━━ Data records

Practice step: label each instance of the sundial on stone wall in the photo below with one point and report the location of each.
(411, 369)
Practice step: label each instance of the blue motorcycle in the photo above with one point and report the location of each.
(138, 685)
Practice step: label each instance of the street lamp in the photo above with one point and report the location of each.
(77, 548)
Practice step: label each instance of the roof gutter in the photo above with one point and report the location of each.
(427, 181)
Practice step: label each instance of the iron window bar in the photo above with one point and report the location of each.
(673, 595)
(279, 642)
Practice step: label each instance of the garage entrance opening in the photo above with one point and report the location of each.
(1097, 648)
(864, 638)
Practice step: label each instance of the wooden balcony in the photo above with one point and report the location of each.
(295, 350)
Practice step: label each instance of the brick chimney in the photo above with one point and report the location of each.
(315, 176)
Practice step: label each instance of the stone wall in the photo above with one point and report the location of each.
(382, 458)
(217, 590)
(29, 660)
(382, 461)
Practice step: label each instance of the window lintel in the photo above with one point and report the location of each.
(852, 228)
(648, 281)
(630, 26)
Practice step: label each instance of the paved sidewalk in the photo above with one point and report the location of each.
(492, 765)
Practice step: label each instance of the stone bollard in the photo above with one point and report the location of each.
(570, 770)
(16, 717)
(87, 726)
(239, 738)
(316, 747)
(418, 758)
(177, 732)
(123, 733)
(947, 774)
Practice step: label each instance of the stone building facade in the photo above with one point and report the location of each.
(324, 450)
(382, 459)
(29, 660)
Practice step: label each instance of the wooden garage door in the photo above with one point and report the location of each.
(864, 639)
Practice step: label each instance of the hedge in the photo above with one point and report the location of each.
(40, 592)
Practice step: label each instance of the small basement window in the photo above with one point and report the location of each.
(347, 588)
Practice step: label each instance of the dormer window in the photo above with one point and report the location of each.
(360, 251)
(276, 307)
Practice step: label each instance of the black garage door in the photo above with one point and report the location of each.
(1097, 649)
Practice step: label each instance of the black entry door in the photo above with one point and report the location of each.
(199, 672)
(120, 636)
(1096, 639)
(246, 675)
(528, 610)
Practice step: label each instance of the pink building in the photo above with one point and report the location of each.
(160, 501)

━━━━

> **Directions for this task**
Each line in the listing is to be returned exactly.

> **Output for this task**
Practice step: label each instance of the sundial on stone wall in the photo below with one point and report the location of each.
(411, 369)
Practice step: label each instance of the blue motorcycle in the photo above with one point and report the location of each.
(138, 685)
Practice step: label each instance of the street lamp in the photo above with one point and report the location of each.
(77, 548)
Practice step: label each instance of the roof gutter in the photo above with one point and report the location of each.
(427, 181)
Practice step: label each instance of the iron window bar in the photo above with one point and report the location of each.
(673, 595)
(279, 642)
Practice step: label each instance of the garage entrance opening in the photo above with one point and report the location of each.
(1097, 648)
(864, 638)
Practice step: label each instance of the wooden balcony in the photo above with one point and report the location of each.
(295, 350)
Practice step: label each instance of the brick chimney in the photo above with one point and report the location of each.
(315, 176)
Practice step: label each instance of the stone wall in the photo above with one point and report the location of each.
(382, 458)
(217, 590)
(29, 660)
(382, 461)
Practice step: label each instance of the window lintel in the photo above with one point and report the location of each.
(852, 228)
(648, 281)
(630, 26)
Practice step: label each instance of the paved sidewalk in the photo above with one point and report the location of each.
(492, 765)
Practice step: label each instance of the stone bollard in the photo above with one point and report the location of each.
(570, 770)
(16, 717)
(87, 726)
(239, 738)
(316, 747)
(418, 758)
(177, 732)
(123, 733)
(947, 774)
Practice step: label each instance of the stone building facade in the photo above with one point and report the location of each.
(324, 450)
(382, 459)
(29, 660)
Practice step: label each instance of the wooden garage door in the photo above with one point and report the location of each.
(864, 639)
Practice step: label each instance of the hedge in the photo above with one point and report the location of each.
(40, 592)
Practice step: label each instance of the small basement window in the photo above with one point and report the location of each.
(347, 588)
Practice step: label each instance of the dormer window in the photo above with one point and report the location of each.
(360, 251)
(276, 307)
Practice step: label each instance of the black garage door in the photo above with one point and report the location of each.
(1097, 649)
Practice step: label each instance of the black entry door in the photo above with one point and report the location of each.
(199, 672)
(120, 636)
(1096, 639)
(246, 675)
(528, 610)
Practice step: label each instance of the pink building in the photo above with one point and report the location of each.
(160, 501)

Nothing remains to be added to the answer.